> Stored data:
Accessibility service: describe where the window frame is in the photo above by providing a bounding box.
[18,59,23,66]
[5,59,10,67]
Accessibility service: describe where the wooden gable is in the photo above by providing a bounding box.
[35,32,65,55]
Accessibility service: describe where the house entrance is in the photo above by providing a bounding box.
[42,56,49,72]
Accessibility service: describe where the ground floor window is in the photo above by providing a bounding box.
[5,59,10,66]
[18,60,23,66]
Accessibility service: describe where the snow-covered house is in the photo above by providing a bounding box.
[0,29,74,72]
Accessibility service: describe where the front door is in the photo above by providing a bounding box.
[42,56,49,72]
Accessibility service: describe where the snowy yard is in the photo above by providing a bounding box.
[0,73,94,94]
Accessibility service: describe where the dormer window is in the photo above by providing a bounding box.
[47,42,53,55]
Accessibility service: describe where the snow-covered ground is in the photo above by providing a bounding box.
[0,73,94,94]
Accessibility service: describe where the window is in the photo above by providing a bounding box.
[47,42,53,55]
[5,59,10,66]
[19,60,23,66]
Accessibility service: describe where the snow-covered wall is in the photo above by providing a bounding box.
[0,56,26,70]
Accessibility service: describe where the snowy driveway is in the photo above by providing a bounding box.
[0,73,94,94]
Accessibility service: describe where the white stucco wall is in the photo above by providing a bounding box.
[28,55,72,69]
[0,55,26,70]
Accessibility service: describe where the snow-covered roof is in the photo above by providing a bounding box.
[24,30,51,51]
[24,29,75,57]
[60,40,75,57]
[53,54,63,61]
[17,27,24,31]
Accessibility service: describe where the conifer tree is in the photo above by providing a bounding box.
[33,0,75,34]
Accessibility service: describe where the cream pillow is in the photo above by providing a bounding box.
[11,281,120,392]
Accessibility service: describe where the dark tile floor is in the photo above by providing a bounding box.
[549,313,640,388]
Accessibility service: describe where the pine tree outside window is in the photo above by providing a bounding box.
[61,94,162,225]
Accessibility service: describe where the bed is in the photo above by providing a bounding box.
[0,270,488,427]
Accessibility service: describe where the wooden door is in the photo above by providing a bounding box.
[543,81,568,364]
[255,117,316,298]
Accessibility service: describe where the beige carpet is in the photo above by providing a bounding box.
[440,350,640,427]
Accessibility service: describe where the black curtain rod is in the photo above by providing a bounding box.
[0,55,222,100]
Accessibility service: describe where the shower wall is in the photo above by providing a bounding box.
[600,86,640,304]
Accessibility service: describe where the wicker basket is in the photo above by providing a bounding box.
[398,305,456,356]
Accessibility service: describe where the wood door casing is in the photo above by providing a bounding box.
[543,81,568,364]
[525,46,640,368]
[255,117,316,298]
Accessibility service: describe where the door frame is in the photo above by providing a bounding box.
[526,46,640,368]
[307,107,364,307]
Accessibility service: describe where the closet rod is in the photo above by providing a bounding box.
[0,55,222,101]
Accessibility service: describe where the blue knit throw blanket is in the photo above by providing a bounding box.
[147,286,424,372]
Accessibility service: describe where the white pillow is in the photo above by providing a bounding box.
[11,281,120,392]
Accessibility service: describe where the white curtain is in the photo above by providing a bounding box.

> Given instruction:
Output every line of the records above as a numbered list, leaving out any blank lines.

> Exercise response:
1. Accessibility service: describe where the window frame is in the photo above by providing a bounding box.
2. [18,59,23,66]
3. [5,59,10,67]
4. Accessibility service: describe where the wooden gable is in the photo above by providing a bounding box.
5. [35,32,65,55]
6. Accessibility service: describe where the house entrance is in the photo above by providing a bounding box.
7. [42,56,49,72]
8. Accessibility service: describe where the ground floor window is in the photo above by providing a bounding box.
9. [5,59,10,66]
10. [18,60,23,66]
11. Accessibility service: describe where the snow-covered house is in the photo above by providing a bounding box.
12. [0,29,74,72]
13. Accessibility service: describe where the front door is in the photo above by providing a bounding box.
14. [42,56,49,72]
15. Accessibility service: describe where the snowy yard is in the photo above by providing a bounding box.
16. [0,73,94,94]
17. Accessibility service: describe where the dormer window is in the photo above by providing a bounding box.
18. [47,42,53,55]
19. Accessibility service: describe where the snow-covered ground is in the photo above by providing a bounding box.
20. [0,73,94,94]
21. Accessibility service: describe where the window is in the photo above by providing a bounding box.
22. [47,42,53,55]
23. [5,59,10,66]
24. [19,60,23,66]
25. Accessibility service: describe where the snow-covered wall is in the photo above by providing a bounding box.
26. [0,56,26,70]
27. Accessibility service: describe where the snowy driveway is in the photo above by providing a bounding box.
28. [0,73,94,94]
29. Accessibility service: describe where the white stucco wall is in the photo above by providing a bounding box.
30. [28,55,72,69]
31. [0,55,26,70]
32. Accessibility service: describe where the snow-covered roof is in the photo above by providing a bounding box.
33. [24,30,51,51]
34. [24,29,75,57]
35. [60,40,75,57]
36. [53,54,63,61]
37. [17,27,24,31]
38. Accessibility service: describe where the conifer tree is in the photo above by providing a bounding box.
39. [33,0,75,34]
40. Accessibility service: describe where the cream pillow is in the photo above by providing a bounding box.
41. [11,281,120,392]
42. Accessibility service: describe where the dark tile floor is in the photo above by providing a bounding box.
43. [549,313,640,388]
44. Accessibility service: describe where the pine tree outside window is in the photo above by providing a bounding box.
45. [61,94,162,225]
46. Accessibility service: describe where the bed is in the photo above by providing a bounding box.
47. [0,270,488,427]
48. Accessibility service: describe where the wooden door is in the photo above by providing a bounding box.
49. [543,81,568,364]
50. [255,117,316,298]
51. Accessibility service: describe where the beige carpet is in the photo above by providing a bounding box.
52. [440,350,640,427]
53. Accessibility service: describe where the black curtain rod is in the photo above by providing a bounding box.
54. [0,55,222,100]
55. Accessibility service: describe where the shower wall is in the photo above by providing a bounding box.
56. [600,86,640,304]
57. Accessibility service: describe where the wicker basket is in the photo above by providing a bounding box.
58. [398,305,456,356]
59. Accessibility service: describe where the wood door casing is in the photo above by providing a bounding box.
60. [543,81,568,364]
61. [525,46,640,368]
62. [255,117,316,298]
63. Accessibility service: describe where the door frame is in the photo above by providing a bounding box.
64. [526,46,640,368]
65. [307,107,364,307]
66. Accessibility service: describe where the closet rod is in the photo above by providing a bounding box.
67. [0,55,222,101]
68. Accessibility service: describe where the blue knit throw blanket is in the photo above by providing a bounding box.
69. [147,286,424,372]
70. Accessibility service: describe where the white pillow is in the photo above by providing a bounding box.
71. [11,281,120,392]
72. Accessibility service: describe where the white curtain is in the photo above by providing a bounding box.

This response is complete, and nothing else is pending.